===== Provided passage

On the Canadian moose issue, I’ve come to the conclusion that the reason we saw no moose in Canada is they are all coming to the US over the border. They are displacing our animals, consuming resources they should not be allowed to have and they don’t pay taxes.  A border fence along the entire northern border is the only solution to this problem. And when I propose a fence I mean a real fence!  They are stealing from us, taking advantage of our animals and with the general criminal problem these moose bring, they must be stopped.

If you elect me……..

More on this later.

 

 

The Washigton coast on SR 101. 8-27-16

It was a beautiful cool morning when we awoke with temperatures in the upper 50’s, clear skies and no wind.  I again felt compelled to wash my bug, filth encrusted bike and that effort delayed our departure some.  Bill was up and ready fairly early and I was holding up the show.  I finally showered and packed the bike to continue the trip South.

Tim met us for breakfast at the same place we had dinner at last night, the 101 Brewery at Tawana Road House.  We had a good breakfast, said our goodbyes to Tim and we were back on the road.

==========
===== Dataset rows

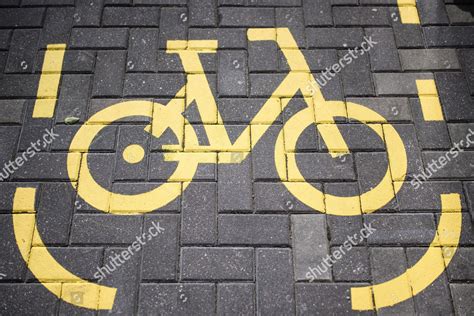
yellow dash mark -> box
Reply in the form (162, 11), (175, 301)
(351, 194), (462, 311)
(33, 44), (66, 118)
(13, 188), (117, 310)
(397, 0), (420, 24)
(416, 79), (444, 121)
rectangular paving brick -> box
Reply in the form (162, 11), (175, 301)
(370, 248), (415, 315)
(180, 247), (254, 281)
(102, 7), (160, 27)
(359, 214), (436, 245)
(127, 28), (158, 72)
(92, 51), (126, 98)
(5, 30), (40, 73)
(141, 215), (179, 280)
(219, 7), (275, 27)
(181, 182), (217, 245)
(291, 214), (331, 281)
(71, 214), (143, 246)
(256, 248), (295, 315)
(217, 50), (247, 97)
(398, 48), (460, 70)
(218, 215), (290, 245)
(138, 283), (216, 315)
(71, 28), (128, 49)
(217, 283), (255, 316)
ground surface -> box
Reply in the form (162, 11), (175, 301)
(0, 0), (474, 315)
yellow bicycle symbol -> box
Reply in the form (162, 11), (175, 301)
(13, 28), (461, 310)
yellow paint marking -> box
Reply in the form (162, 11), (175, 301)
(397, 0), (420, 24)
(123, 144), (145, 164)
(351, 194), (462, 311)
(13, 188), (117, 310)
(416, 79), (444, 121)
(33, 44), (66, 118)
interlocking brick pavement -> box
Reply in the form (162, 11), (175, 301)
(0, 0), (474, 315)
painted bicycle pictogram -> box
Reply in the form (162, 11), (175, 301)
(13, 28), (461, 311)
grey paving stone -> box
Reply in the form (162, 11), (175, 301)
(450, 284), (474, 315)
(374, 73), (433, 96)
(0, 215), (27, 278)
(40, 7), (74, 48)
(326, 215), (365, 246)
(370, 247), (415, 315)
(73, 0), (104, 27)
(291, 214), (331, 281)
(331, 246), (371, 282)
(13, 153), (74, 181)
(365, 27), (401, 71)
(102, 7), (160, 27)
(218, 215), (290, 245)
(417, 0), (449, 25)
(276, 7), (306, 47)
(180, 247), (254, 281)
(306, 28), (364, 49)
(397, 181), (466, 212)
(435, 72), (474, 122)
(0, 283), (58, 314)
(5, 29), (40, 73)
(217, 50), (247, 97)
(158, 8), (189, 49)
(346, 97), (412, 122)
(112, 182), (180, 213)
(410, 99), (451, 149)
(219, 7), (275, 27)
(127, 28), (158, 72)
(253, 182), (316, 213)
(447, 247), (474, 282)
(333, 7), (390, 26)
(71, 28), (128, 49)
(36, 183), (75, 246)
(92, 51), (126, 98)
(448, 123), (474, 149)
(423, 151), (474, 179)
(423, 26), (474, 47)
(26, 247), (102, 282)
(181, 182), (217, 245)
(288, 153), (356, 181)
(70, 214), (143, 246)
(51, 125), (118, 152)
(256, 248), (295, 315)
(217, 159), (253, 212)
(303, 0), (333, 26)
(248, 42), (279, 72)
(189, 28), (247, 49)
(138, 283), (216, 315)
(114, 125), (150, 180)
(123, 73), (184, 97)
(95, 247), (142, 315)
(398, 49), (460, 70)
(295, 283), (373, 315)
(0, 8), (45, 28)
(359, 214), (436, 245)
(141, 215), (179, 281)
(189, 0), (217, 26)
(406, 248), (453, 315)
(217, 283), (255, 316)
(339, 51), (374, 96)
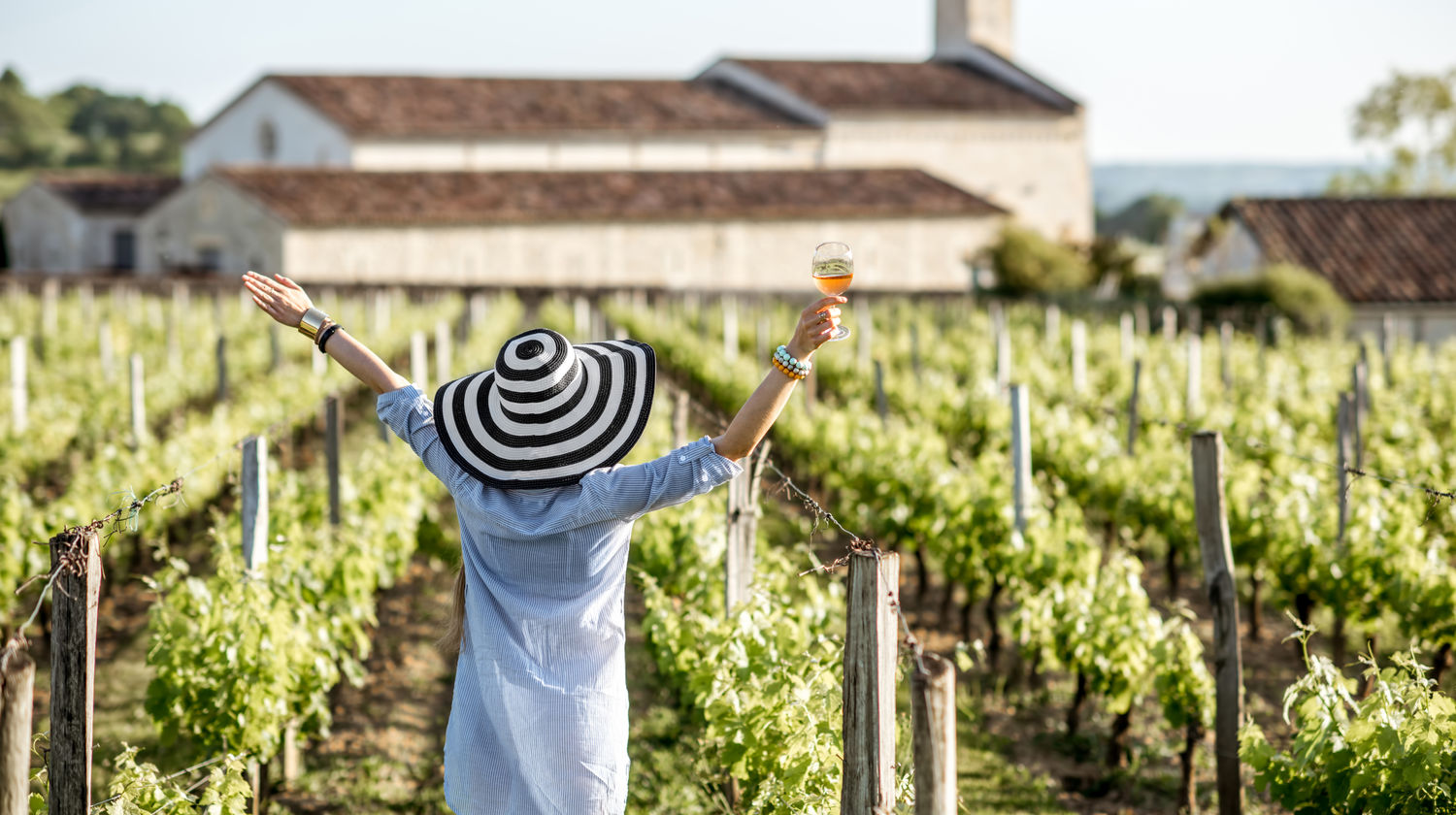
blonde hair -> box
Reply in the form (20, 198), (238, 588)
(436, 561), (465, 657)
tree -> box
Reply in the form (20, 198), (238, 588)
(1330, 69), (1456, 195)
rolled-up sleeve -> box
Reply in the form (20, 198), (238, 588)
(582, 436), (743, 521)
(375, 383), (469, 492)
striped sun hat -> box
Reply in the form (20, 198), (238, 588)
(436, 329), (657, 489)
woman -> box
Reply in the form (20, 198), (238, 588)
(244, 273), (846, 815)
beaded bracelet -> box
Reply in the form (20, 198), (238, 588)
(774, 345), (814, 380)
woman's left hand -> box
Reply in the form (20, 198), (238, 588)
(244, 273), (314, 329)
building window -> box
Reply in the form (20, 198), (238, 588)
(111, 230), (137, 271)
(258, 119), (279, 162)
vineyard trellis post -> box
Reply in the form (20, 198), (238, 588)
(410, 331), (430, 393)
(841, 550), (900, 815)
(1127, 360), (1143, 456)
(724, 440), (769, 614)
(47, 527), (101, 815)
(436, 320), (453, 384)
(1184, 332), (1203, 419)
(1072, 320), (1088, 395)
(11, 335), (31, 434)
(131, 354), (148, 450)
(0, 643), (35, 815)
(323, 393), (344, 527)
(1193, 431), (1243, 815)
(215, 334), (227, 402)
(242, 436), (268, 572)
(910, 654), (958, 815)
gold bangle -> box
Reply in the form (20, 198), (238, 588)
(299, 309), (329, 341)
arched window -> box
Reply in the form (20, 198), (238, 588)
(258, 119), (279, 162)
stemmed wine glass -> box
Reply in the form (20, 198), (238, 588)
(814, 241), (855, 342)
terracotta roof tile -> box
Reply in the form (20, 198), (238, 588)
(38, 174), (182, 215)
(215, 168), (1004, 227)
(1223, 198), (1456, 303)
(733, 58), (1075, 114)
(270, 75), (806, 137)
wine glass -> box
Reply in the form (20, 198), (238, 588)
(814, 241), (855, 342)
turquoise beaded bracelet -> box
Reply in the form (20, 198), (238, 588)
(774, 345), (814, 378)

==========

**Short problem**.
Resume the motorcycle travel journal about the Washington coast, writing on from its last sentence.

**Exercise answer**.
Bill and I decided to retrace our route back go Port Angeles on SR101 and follow it past Port Angeles down the West coast of Washington.  Soon after we had passed Port Angeles we got into the mountains.  The road wound past lakes formed by glacial melt and were up to 600′ deep!

Bill next go Lake Crescent.
Bill next go Lake Crescent.

The ride after the lake was less inspiring as we headed towards the coast.  As we approached and started descending to Pacific shore we encountered forests of large trees protected by being in the Olympic National Forest.

Ruby Beach was our first look at the Pacific from the West coast.  We walked the trail down to the beach and took some pictures.

The trail down to the ocean.
The trail down to the ocean.
There were many people on this beach.
There were many people on this beach.
The logs washed down from up river.
The logs washed down from up river.
Stones made up the beach.
Stones made up the beach.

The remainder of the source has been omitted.